What you will do >> Nothing before the line containing "x=558, y=312" should appear; please restate that line and every later line word for word through the end of the listing.

++++

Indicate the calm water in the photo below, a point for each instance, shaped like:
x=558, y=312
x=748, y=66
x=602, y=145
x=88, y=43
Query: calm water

++++

Result >>
x=558, y=312
x=748, y=66
x=602, y=145
x=88, y=43
Query: calm water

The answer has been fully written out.